| Problem to solve |
In the abstract on ready-to-eat foods near Wollega University, which method was used for the antimicrobial susceptibility tests?

| Text shown |
Microbial Quality and Safety of Ready-to-Eat Foods in Cafeterias around Wollega University, Nekemte Campus (Ethiopia)


These days, many people are eating away from home that could expose to foodborne diseases. The study was to test the quality and safety of some Ready-To-Eat (RTE) foods using the standardized microbiological parameters. A total of 75 samples comprising of each 15 ‘Beyeanet’, ‘Keyiwot’, ‘Pasta’, ‘Tibs’ and ‘Macaroni’ were collected from five cafeterias around Wollega University (WU) and analyzed for a load of different bacterial groups. Antimicrobial susceptibility tests were performed for the representative isolates using the Kirby-Bauer disk diffusion method. The mean (log) count of Aerobic Mesophilic Bacteria (AMB) was in the range of 6.041-6.441 with highest from ’Keyiwot’. Similarly, the highest mean counts (log) for bacterial endospores, Enterobacteriaceae, Total Coliforms (TCF), Fecal Coliforms (FCF) and Staphylococcus aureus was 4.923, 4.998, 3.893, 3.815 and 3.692 from ‘Beyeanet ’, ‘Tibs’, ‘Macaroni’, ‘Keyiwot’ and ‘Beyeanet ’, respectively. There was no significant difference in the level of contamination among cafeterias (p<0.05) with respect to AMB, Enterobacteriaceae, and TCF. A total of 107 bacterial isolates were collected from the food samples which were identified as 10 genera. The abundance of Bacillus>Staphylococcus>Alcaligenes>Acinetobacter>Pseudomonas>Aeromonas>Escherichia>Micrococcus>Plesiomonas>Citrobacter. However, no Salmonella and Shigella spp. were identified. Plesiomonas and Alcaligenes were resistant to gentamicin; Escherichia, Plesiomonas Citrobacter, and Alcaligenes were resistant to erythromycin; and Staphylococcus, Micrococcus and Acinetobacter were susceptible to ampicillin. The isolates were intolerant to ciprofloxacin; whereas 6 of the 10 genera were resistant to carbenicillin and oxacillin. In general, the bacterial load of RTE foods around WU was beyond the standard limit for consumption. Therefore, training for cafeteria owners and food handlers on how to handle RTE food can reduce the risk of contamination.

| Data items |
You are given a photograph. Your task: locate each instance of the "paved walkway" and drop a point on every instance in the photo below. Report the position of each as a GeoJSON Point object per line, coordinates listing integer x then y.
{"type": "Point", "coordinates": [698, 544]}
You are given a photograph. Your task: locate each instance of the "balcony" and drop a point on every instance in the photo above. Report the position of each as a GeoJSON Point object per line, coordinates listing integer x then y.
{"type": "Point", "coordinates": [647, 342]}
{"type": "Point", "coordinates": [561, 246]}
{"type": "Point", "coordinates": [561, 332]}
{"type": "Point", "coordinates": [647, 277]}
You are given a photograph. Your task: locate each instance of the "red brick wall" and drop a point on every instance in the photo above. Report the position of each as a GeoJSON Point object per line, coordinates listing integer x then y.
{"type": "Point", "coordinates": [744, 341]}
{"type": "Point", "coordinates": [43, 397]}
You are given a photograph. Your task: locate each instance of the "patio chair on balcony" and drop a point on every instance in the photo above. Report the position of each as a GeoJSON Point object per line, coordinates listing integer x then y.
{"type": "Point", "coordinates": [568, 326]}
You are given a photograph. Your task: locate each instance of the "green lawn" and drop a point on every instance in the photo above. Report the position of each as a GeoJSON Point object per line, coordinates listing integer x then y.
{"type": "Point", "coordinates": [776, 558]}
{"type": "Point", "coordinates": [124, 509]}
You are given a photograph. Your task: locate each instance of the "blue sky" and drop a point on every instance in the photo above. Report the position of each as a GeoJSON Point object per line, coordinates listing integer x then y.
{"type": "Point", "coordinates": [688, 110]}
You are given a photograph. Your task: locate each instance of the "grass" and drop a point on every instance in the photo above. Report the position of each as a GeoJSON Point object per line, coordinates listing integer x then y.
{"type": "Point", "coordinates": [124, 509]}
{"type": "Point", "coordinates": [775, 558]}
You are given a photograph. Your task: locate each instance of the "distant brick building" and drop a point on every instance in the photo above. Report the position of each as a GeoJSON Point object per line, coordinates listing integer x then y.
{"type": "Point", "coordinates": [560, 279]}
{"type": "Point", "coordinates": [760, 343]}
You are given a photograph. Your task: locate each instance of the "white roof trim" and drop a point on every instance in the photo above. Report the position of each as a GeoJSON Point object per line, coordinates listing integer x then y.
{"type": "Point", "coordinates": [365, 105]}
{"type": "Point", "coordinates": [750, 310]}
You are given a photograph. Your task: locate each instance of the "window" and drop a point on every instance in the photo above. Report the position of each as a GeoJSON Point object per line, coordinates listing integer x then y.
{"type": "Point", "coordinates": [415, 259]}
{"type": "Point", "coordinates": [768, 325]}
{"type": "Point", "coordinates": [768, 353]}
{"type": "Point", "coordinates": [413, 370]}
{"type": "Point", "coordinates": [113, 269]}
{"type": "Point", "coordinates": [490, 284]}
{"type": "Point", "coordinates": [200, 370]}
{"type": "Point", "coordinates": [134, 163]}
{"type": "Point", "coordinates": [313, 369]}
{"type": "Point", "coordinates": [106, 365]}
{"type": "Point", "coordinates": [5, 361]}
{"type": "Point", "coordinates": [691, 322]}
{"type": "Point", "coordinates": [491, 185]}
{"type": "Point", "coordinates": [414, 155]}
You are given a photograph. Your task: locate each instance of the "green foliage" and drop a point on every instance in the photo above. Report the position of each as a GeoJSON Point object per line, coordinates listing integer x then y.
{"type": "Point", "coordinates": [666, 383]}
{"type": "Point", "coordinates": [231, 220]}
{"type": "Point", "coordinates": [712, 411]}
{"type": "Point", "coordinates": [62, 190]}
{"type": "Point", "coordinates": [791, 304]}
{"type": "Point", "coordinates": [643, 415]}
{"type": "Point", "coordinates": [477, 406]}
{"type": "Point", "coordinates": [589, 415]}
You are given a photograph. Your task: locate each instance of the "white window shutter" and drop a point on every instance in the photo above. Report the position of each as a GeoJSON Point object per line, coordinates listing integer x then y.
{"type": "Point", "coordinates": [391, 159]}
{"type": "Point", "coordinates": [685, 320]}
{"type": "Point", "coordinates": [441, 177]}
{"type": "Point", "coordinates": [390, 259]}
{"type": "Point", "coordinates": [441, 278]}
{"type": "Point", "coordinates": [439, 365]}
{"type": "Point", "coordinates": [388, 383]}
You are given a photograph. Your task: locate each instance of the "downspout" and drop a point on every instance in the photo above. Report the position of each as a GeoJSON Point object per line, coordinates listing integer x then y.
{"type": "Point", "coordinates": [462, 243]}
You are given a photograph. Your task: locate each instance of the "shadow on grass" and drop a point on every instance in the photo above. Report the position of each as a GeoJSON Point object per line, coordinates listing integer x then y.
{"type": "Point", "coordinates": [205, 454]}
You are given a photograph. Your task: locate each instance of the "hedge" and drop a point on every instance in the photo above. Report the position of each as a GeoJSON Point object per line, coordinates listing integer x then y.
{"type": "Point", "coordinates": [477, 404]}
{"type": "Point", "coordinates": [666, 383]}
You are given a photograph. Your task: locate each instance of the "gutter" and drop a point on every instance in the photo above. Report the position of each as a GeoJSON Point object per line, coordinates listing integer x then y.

| Exercise response |
The Kirby-Bauer disk diffusion method.